▶ _EXCERPT TO READ_
::::

Hi, Back when I was busy Toyota of Texarkana installed ours. They didn’t torque it well and it ruined the crank on a low mileage engine,they took no responsibility and said it was a known problem . I bought a new long block from Toyota of Dallas.I’ve never had one come loose again in 40 years. That said torque it too spec !
 
I had mine walk off twice, thankfully was able to grab an OEM nut from Toyota, but the main cause for it walking was a wobbling harmonic balancer. As these HBs age, the rubber in the originals degrades and can develop wobble, I sourced a used one and it also walked. I fixed mine by getting a new OEM one, but they're currently NLA. There are some aftermarket options. I would verify you have a trued HB before getting everything torqued to spec and then only use about the largest torque wrench you can find and add a cheater bar to that. All the torque specs should be in the FSM.

Here's the thread where we diagnosed my issue: [3FE] Main crank pulley keeps walking, time for engine rebuild? - https://forum.ih8mud.com/threads/3fe-main-crank-pulley-keeps-walking-time-for-engine-rebuild.1272265/
 
If you follow the FSM you don't need loctite.

If you can't measure the torque for whatever reason, get it as tight as you can (stand on the wrench if you have to), and a little blue loctite won't hurt anything.

This is a somewhat common issue because the FSM isn't followed.

Every time I change the oil, I check that nut.
 
After rebuilding my 2F in my 1985 FJ60, I had the pulley walk off the shaft after about 1500 trouble-free miles. I had used my impact wrench to install the nut, and during the hours of recovering the vehicle, I had plenty of time to not remember torquing the nut with a torque wrench, unfortunately.

::::

▶ _GIVEN RECORDS_

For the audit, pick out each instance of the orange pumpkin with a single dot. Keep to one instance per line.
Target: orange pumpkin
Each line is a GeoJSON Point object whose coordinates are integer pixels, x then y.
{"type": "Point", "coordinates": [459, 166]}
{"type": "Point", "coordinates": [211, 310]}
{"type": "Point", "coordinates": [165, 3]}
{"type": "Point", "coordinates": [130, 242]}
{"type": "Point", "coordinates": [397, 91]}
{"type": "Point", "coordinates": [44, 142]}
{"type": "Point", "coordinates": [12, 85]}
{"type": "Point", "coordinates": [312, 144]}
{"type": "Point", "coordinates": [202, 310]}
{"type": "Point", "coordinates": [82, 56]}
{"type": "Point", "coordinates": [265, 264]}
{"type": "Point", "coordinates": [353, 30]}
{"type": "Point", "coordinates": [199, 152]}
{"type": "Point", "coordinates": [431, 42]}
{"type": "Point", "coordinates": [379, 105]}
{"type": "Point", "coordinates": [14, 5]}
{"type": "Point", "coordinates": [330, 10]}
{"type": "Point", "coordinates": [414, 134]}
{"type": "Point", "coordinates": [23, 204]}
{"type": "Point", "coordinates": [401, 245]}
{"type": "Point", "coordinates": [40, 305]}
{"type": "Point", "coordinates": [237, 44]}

::::

▶ _TASK INSTRUCTIONS_
**a.** In the forum thread, what was the main cause of one poster's crank pulley walking off twice, and why do aging harmonic balancers develop that problem? Answer in one to three sentences.
**b.** Reproduce the part of the forum thread starting at "Every time I" and ending at "torque wrench, unfortunately.".

▶ _TASK-BY-TASK ANSWERS_
**a.** The main cause was a wobbling harmonic balancer. As these balancers age, the rubber in the originals degrades, and they can develop wobble.

**b.**
Every time I change the oil, I check that nut.
 
After rebuilding my 2F in my 1985 FJ60, I had the pulley walk off the shaft after about 1500 trouble-free miles. I had used my impact wrench to install the nut, and during the hours of recovering the vehicle, I had plenty of time to not remember torquing the nut with a torque wrench, unfortunately.